## EXERCISE REQUIREMENTS
Beginning with the line where "Target: white fascia board" appears, repeat every remaining line of the entries exactly, the last line included.

## DATA EXCERPTS
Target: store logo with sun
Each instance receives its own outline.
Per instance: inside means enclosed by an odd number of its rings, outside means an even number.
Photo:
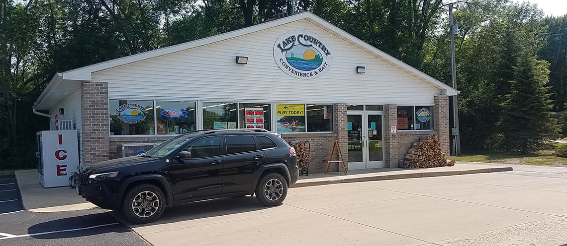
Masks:
[[[288,32],[274,45],[274,59],[288,75],[303,79],[319,77],[329,70],[332,53],[327,42],[315,33],[303,31]]]
[[[148,111],[142,105],[124,103],[117,107],[118,119],[126,124],[136,124],[146,119]]]

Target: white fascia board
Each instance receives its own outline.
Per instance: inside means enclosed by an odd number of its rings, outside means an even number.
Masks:
[[[47,84],[46,87],[45,87],[45,89],[43,89],[43,91],[41,92],[41,94],[40,94],[39,97],[37,97],[37,100],[36,100],[35,103],[33,103],[33,105],[32,107],[33,109],[37,109],[45,100],[45,98],[47,97],[49,94],[51,94],[51,92],[53,92],[53,90],[61,83],[62,81],[63,81],[63,76],[62,73],[58,72],[55,74],[55,75],[54,75],[53,77],[51,79],[49,83]]]
[[[164,47],[156,50],[150,50],[139,54],[115,59],[107,62],[103,62],[91,66],[87,66],[86,67],[64,72],[64,79],[66,80],[69,79],[73,80],[90,81],[91,79],[91,75],[93,72],[96,72],[149,59],[155,58],[163,55],[181,52],[189,49],[193,49],[203,45],[206,45],[217,42],[234,38],[236,37],[253,33],[258,31],[277,27],[278,25],[286,24],[296,20],[306,19],[312,15],[314,15],[310,12],[304,12],[278,20],[215,35],[212,37],[179,44],[171,46]]]
[[[346,41],[347,42],[354,42],[355,44],[359,46],[359,47],[361,47],[364,49],[370,51],[370,52],[376,54],[378,57],[380,57],[380,58],[386,59],[386,61],[385,61],[385,62],[388,62],[391,64],[395,65],[395,66],[396,66],[397,67],[401,68],[403,70],[405,70],[407,72],[409,72],[409,73],[410,73],[411,74],[415,75],[416,76],[417,76],[420,77],[421,79],[424,80],[425,81],[429,82],[430,84],[432,84],[433,85],[435,86],[435,88],[440,89],[442,92],[444,92],[445,93],[444,94],[446,94],[448,96],[455,96],[459,94],[459,93],[460,92],[458,90],[453,89],[452,87],[445,84],[445,83],[434,79],[433,77],[431,77],[429,75],[428,75],[426,74],[421,71],[419,71],[417,69],[416,69],[414,67],[412,67],[411,66],[409,66],[404,63],[403,62],[398,60],[397,59],[396,59],[393,57],[392,57],[391,55],[386,54],[384,51],[382,51],[382,50],[376,49],[375,47],[373,46],[372,45],[370,45],[370,44],[366,43],[366,42],[364,42],[358,39],[358,38],[351,35],[350,33],[335,26],[332,24],[331,24],[325,21],[324,20],[321,19],[320,18],[315,15],[311,14],[308,18],[311,19],[314,21],[316,22],[317,24],[323,25],[325,28],[328,28],[331,31],[333,31],[333,32],[335,32],[338,34],[339,35],[342,36],[343,37],[345,37],[347,39],[347,40],[345,41]]]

## RESPONSE TO THIS EXERCISE
Target: white fascia board
Each instance receives its own outline.
Per instance: inside means enclosed by an odd number of its rings, outside means an even number.
Masks:
[[[47,84],[46,87],[45,87],[45,89],[43,89],[43,91],[41,92],[41,94],[40,94],[39,97],[37,97],[37,100],[36,100],[35,103],[33,103],[33,105],[32,107],[33,109],[37,109],[45,100],[45,98],[47,97],[49,94],[51,94],[51,92],[53,92],[53,90],[61,83],[62,81],[63,81],[63,76],[62,73],[58,72],[55,74],[55,75],[54,75],[53,77],[51,79],[49,83]]]
[[[164,47],[156,50],[150,50],[139,54],[115,59],[107,62],[103,62],[91,66],[87,66],[86,67],[64,72],[64,79],[66,80],[69,79],[73,80],[90,81],[91,79],[91,75],[93,72],[96,72],[149,59],[155,58],[163,55],[181,52],[189,49],[193,49],[203,45],[206,45],[217,42],[234,38],[236,37],[253,33],[258,31],[277,27],[278,25],[286,24],[296,20],[306,19],[312,15],[314,15],[310,12],[304,12],[278,20],[215,35],[212,37],[179,44],[171,46]]]
[[[346,41],[347,42],[354,42],[355,44],[359,46],[359,47],[361,47],[364,49],[370,51],[370,52],[376,54],[378,57],[380,57],[380,58],[386,59],[386,61],[385,61],[385,62],[388,62],[391,64],[395,65],[395,66],[396,66],[397,67],[401,68],[403,70],[405,70],[407,72],[409,72],[409,73],[410,73],[411,74],[415,75],[416,76],[417,76],[420,77],[421,79],[424,80],[425,81],[429,82],[430,84],[432,84],[433,85],[435,86],[435,88],[440,89],[442,92],[444,92],[445,93],[444,94],[446,94],[448,96],[455,96],[459,94],[459,93],[460,92],[458,90],[453,89],[452,87],[445,84],[445,83],[434,79],[433,77],[431,77],[429,75],[428,75],[426,74],[421,71],[419,71],[417,69],[416,69],[414,67],[412,67],[411,66],[409,66],[404,63],[403,62],[398,60],[397,59],[396,59],[393,57],[392,57],[391,55],[386,54],[384,51],[382,51],[382,50],[376,49],[375,47],[373,46],[372,45],[370,45],[370,44],[366,43],[366,42],[364,42],[358,39],[358,38],[351,35],[350,33],[335,26],[332,24],[331,24],[325,21],[324,20],[321,19],[320,18],[315,15],[311,14],[308,18],[311,19],[314,21],[316,22],[317,24],[323,25],[325,28],[328,28],[331,31],[333,31],[333,32],[335,32],[338,34],[339,35],[342,36],[343,37],[345,37],[347,39],[347,40],[345,41]]]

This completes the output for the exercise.